▸ Action item
Give back all of the data exactly.

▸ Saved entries
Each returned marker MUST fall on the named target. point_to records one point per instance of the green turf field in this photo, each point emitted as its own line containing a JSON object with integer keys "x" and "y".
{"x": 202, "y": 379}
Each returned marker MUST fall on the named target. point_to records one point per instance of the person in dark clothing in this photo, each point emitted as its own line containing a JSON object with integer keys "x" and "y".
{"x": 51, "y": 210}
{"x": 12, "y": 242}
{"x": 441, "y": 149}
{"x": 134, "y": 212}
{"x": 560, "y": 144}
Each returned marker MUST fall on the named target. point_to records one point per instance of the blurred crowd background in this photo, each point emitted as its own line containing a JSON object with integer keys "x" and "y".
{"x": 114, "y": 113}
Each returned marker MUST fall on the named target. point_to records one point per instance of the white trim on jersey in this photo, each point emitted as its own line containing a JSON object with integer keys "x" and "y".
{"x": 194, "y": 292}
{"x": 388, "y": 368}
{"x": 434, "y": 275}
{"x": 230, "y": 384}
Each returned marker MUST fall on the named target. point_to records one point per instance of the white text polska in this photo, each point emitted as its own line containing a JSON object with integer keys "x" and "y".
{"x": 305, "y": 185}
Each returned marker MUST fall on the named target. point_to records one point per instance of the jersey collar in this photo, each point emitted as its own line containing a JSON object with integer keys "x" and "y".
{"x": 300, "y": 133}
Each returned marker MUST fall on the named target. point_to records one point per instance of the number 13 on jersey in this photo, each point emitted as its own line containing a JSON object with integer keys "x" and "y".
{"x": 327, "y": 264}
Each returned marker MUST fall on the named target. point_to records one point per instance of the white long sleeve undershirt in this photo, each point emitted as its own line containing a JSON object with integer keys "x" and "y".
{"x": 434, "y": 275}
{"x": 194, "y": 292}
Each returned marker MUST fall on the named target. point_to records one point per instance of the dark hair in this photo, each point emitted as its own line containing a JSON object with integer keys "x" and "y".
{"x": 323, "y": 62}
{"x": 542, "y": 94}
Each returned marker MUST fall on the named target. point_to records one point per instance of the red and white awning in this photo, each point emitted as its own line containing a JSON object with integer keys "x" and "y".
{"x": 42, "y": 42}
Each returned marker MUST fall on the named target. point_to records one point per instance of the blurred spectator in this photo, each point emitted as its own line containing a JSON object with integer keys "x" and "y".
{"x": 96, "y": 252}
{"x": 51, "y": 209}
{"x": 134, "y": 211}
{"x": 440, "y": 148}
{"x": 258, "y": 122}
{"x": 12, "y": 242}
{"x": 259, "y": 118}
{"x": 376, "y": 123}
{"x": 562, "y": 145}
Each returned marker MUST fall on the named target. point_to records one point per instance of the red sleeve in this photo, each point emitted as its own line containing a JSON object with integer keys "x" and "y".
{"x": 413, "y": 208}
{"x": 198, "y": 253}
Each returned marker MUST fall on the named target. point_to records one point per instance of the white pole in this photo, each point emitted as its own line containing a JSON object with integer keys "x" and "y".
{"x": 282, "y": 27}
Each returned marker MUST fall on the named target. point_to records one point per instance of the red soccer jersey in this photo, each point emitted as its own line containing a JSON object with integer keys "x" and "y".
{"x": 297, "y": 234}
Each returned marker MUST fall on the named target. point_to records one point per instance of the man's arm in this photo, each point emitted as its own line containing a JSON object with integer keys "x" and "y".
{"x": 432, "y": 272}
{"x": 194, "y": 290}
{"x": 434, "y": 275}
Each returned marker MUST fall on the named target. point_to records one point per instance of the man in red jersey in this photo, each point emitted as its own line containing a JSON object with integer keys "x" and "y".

▸ Task response
Each returned marker MUST fall on the named target. point_to records one point per instance of the green turf field in this photo, each point emitted as its own line containing a JSON object with integer keys "x" and "y".
{"x": 202, "y": 379}
Each returned marker MUST fall on the named target. point_to records one point per instance of the person in dark clothing in this photo, each point emitted as its own line containing a JSON object with integer keys "x" and "y".
{"x": 51, "y": 210}
{"x": 12, "y": 242}
{"x": 441, "y": 149}
{"x": 134, "y": 212}
{"x": 560, "y": 144}
Each returned marker MUST fall on the named target. point_to records one point per instance of the blurred crowd background in this photo, each point emitted as its own line containing a JSON object with integer keys "x" and "y".
{"x": 114, "y": 113}
Each returned marker MUST fall on the named target. point_to records one point per instance of the white trim on jersey in this photo, each point emitted as its own line containing a JSON object with integer keys "x" and "y".
{"x": 194, "y": 292}
{"x": 388, "y": 368}
{"x": 434, "y": 275}
{"x": 230, "y": 384}
Each returned marker MUST fall on the named target. point_to records one point per instance of the white text polska in this photo, each point emitted as its own line containing a JSON object with integer keys "x" and "y".
{"x": 305, "y": 185}
Each returned marker MUST fall on the named target. point_to records one point per instance of the jersey collar in this photo, each point emitted as its own line containing a JSON object with integer keys "x" and "y".
{"x": 300, "y": 133}
Each returned marker MUST fall on the named target. point_to records one point per instance of the number 13 on jersey in this photo, each point emitted as its own line containing a JSON object with integer keys "x" and "y".
{"x": 327, "y": 264}
Each returned marker MUST fall on the named target. point_to records one point per instance of the white long sleeve undershirt in this photo, each point emitted as its own line containing a JSON object with integer keys "x" and "y".
{"x": 434, "y": 275}
{"x": 194, "y": 292}
Each returned marker MUST fall on the named target. point_to records one point per instance of the dark hair in this photo, each point emitted as its own line containing a JSON object with integer keys "x" and "y".
{"x": 323, "y": 62}
{"x": 542, "y": 94}
Each returned marker MUST fall on the named target. point_to records one point per instance of the red and white awning in this photo, each point emitted as its own line containing a JSON object with integer keys "x" and "y".
{"x": 42, "y": 42}
Each returned marker MUST fall on the named target. point_to records one point per instance of the blurred spectator in this photo, each point emitted as its own line containing a JSON object with integer keys "x" and "y".
{"x": 96, "y": 252}
{"x": 51, "y": 209}
{"x": 134, "y": 211}
{"x": 440, "y": 148}
{"x": 258, "y": 122}
{"x": 12, "y": 242}
{"x": 259, "y": 118}
{"x": 376, "y": 123}
{"x": 562, "y": 145}
Each returned marker MUST fall on the named target. point_to records one point per instance of the red sleeve in this photo, each point emitted as its own line containing a JSON object with integer keys "x" and "y".
{"x": 413, "y": 208}
{"x": 198, "y": 253}
Each returned marker MUST fall on the named target. point_to records one point per instance of the white pole in this photo, each point emitted as its own line containing a JSON object with integer keys "x" and "y".
{"x": 282, "y": 27}
Each returned marker MUST fall on the named target. point_to records one point per instance of the red soccer jersey in this photo, each point emitted as its own line containing a JSON object with integer keys "x" and "y".
{"x": 297, "y": 234}
Each returned marker MUST fall on the named target. point_to records one point per instance of the man's arm in this photo, each point emitted as its own line containing a JSON object with integer keys "x" and "y".
{"x": 432, "y": 272}
{"x": 194, "y": 290}
{"x": 434, "y": 275}
Each returned marker MUST fall on the named target. point_to records one point per instance of the man in red jersey in this photo, each point emitted as its own line containing a JSON object with integer keys "x" and "y".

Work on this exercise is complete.